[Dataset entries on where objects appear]
+ + + + +

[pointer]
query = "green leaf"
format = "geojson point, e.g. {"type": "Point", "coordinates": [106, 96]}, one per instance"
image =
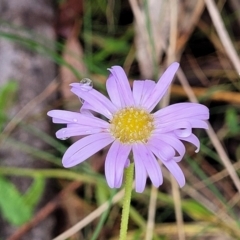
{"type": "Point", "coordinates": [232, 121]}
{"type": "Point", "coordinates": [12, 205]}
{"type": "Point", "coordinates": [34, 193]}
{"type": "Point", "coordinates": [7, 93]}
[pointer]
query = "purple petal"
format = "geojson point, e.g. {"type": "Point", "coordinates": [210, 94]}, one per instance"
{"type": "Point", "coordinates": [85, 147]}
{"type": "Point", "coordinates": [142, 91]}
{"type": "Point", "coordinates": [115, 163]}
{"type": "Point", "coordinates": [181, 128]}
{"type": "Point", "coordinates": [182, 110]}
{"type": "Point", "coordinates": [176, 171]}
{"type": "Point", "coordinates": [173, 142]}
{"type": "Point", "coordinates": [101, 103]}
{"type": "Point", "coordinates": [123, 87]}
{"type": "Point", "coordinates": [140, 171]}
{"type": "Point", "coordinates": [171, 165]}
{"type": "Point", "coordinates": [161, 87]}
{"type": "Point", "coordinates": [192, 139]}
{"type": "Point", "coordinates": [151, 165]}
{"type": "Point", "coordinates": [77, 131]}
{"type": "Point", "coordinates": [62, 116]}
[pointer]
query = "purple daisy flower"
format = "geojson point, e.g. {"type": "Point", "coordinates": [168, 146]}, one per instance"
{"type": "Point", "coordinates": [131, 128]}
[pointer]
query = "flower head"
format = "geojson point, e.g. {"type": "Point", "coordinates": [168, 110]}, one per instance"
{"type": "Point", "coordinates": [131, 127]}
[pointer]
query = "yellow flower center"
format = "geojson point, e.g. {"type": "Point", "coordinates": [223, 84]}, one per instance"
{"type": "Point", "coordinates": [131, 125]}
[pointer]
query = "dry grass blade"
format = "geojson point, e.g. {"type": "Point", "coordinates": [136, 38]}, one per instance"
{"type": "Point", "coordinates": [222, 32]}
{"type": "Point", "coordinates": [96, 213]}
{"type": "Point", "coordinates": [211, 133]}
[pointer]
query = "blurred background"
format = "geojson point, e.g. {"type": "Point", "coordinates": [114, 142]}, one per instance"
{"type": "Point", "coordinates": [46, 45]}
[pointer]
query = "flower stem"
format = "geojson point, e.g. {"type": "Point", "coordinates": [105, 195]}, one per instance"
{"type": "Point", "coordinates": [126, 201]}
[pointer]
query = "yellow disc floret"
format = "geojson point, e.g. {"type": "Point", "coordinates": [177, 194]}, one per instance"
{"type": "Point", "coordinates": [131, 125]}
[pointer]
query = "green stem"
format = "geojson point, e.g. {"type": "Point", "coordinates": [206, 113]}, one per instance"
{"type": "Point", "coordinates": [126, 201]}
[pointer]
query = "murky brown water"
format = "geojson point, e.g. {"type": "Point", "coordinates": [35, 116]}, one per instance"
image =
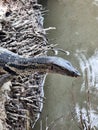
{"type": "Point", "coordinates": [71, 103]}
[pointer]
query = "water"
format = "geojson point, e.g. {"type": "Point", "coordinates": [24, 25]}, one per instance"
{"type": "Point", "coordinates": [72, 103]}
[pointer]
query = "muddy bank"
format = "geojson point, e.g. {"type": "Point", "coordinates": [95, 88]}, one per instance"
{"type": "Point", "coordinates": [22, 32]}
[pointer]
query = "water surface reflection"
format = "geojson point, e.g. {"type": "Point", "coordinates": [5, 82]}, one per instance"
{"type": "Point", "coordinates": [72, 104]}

+ + + + +

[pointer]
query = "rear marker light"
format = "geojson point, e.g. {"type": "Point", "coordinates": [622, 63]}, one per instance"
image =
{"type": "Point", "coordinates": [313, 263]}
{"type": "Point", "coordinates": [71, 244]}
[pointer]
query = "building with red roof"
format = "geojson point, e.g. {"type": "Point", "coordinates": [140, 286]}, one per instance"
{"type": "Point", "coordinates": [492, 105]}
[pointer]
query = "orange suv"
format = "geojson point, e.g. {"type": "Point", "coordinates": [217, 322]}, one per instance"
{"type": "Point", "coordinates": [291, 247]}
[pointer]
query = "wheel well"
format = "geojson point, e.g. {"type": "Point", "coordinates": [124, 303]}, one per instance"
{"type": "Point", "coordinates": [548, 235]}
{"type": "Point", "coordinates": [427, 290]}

+ + + + +

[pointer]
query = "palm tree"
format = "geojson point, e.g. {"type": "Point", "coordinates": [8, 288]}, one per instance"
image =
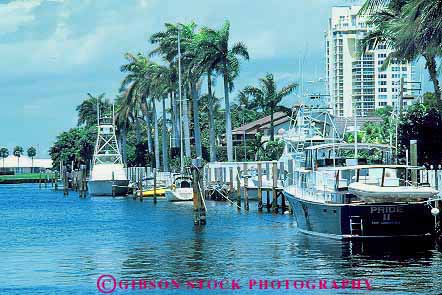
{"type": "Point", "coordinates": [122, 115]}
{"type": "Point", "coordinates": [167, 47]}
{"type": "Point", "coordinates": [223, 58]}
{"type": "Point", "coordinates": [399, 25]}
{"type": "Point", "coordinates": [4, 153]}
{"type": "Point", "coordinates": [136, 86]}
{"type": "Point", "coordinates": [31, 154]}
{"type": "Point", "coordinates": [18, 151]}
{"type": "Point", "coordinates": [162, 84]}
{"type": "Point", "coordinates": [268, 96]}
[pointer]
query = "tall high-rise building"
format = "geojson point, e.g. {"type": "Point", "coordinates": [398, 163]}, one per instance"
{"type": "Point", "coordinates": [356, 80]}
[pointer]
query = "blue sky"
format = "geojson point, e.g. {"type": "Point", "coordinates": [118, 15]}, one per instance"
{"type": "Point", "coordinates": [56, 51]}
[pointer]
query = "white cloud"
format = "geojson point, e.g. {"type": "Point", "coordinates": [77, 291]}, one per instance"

+ + + + +

▶ Requirement: Please pull out every line in the entries above that contains the word "water", treating uppercase and lowercase as different.

▶ Exercise answer:
query = "murky brown water"
query = "water"
query = "water surface reflection"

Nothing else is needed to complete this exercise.